--- TRAVAIL À FAIRE ---
[1] Les affirmations (a), (b) et (c) sont-elles conformes à l'extrait sur l'album Ordinary Man ? Répondez par oui ou par non et citez les mots de l'extrait qui permettent de trancher.
(a) L'album a été terminé en quatre semaines.
(b) Les instrumentaux ont été composés et enregistrés en deux semaines.
(c) Elton John chante et joue du piano sur le morceau d'ouverture.
[2] Dans l'extrait sur l'album Ordinary Man, à quels médias le musicien a-t-il accordé les interviews mentionnées ?
[3] Réécrivez le passage de l'extrait sur l'album Ordinary Man qui s'ouvre sur les mots contenant « Mais si les » et se ferme sur « mixage et mastering. », en remplaçant « rapidement » par « très vite ».

--- EXTRAIT CHOISI ---
Mais si les visuels peuvent évoquer le passé, la musique, elle, est bien dans l’air du temps. On ressent une véritable fraîcheur dans les compositions, ce qu’on n’avait pas entendu depuis Ozzmosis (1995) à mes yeux. Même s’il y a pas mal d’effets, de backing vocals et de bidouillages studio, on ressent une sincérité dans les morceaux qui fait plaisir à entendre. « Nous l’avons enregistré rapidement, ce que je n’avais pas fait depuis le premier album de Black Sabbath », explique Ozzy dans la presse en début d’année. En effet, dans des interviews accordées à The Sun et Billboard, le musicien révèle que l’album est terminé en seulement quatre semaines. Les instrumentaux sont composés et enregistrés en quatre jours, tandis que le reste du temps est consacré aux paroles, voix, mixage et mastering.
À mesure des écoutes, les morceaux restent en tête. On ressent toute leur intensité mais aussi leurs touches mélodiques. Très efficaces, les chansons tendent plus vers la pop – le titre éponyme ‘Ordinary Man’, avec Elton John au chant et au piano – et le rock lourd période Black Sabbath (le morceau d’ouverture ‘Straight to Hell’, un véritable modèle d’énergie) que le heavy metal pur et dur. Rien d’étonnant quand on sait qu’Ozzy est un énorme fan des Beatles depuis longtemps. Cela s’entend déjà sur de vieux albums comme Bark at the Moon et ses mélodies harmonieuses, mais c’est d’autant plus flagrant sur ‘Ordinary Man’. Un morceau touchant à plus d’un titre, où les deux stars du rock british chantent sur la fin de leurs vies. « The truth is I don’t wanna die an ordinary man. »

--- LISTE FOURNIE ---
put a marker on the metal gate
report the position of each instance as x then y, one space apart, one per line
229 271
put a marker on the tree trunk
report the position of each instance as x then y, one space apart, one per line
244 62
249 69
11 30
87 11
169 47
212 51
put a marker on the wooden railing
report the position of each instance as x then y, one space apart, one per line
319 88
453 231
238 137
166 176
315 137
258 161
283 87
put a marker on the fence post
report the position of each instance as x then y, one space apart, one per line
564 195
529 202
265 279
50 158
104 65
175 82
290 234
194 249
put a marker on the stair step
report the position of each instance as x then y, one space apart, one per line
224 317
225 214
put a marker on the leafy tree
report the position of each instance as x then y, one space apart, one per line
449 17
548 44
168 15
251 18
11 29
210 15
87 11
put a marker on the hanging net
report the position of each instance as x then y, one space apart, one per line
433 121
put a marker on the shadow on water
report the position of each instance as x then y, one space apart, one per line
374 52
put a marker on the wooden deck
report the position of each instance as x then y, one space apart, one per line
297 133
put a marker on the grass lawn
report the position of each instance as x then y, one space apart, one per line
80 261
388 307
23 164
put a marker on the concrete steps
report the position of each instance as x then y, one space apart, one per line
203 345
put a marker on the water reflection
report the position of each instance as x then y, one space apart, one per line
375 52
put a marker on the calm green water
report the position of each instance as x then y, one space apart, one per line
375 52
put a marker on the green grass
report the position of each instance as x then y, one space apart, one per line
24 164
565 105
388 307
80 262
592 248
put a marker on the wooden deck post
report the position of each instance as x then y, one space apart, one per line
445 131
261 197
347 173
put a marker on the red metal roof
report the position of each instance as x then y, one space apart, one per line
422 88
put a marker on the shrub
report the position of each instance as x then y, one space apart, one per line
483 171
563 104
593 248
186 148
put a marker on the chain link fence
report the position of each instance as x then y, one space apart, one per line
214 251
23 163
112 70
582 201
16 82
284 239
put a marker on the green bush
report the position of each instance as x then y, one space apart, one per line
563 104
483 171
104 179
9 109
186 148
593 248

--- RÉPONSES COMPLÈTES ---
[1]
(a) Oui : « le musicien révèle que l’album est terminé en seulement quatre semaines ».
(b) Non : « Les instrumentaux sont composés et enregistrés en quatre jours ».
(c) Non : Elton John intervient sur « le titre éponyme ‘Ordinary Man’, avec Elton John au chant et au piano », alors que « le morceau d’ouverture » est « ‘Straight to Hell’ ».

[2] À The Sun et à Billboard.

[3]
Mais si les visuels peuvent évoquer le passé, la musique, elle, est bien dans l’air du temps. On ressent une véritable fraîcheur dans les compositions, ce qu’on n’avait pas entendu depuis Ozzmosis (1995) à mes yeux. Même s’il y a pas mal d’effets, de backing vocals et de bidouillages studio, on ressent une sincérité dans les morceaux qui fait plaisir à entendre. « Nous l’avons enregistré très vite, ce que je n’avais pas fait depuis le premier album de Black Sabbath », explique Ozzy dans la presse en début d’année. En effet, dans des interviews accordées à The Sun et Billboard, le musicien révèle que l’album est terminé en seulement quatre semaines. Les instrumentaux sont composés et enregistrés en quatre jours, tandis que le reste du temps est consacré aux paroles, voix, mixage et mastering.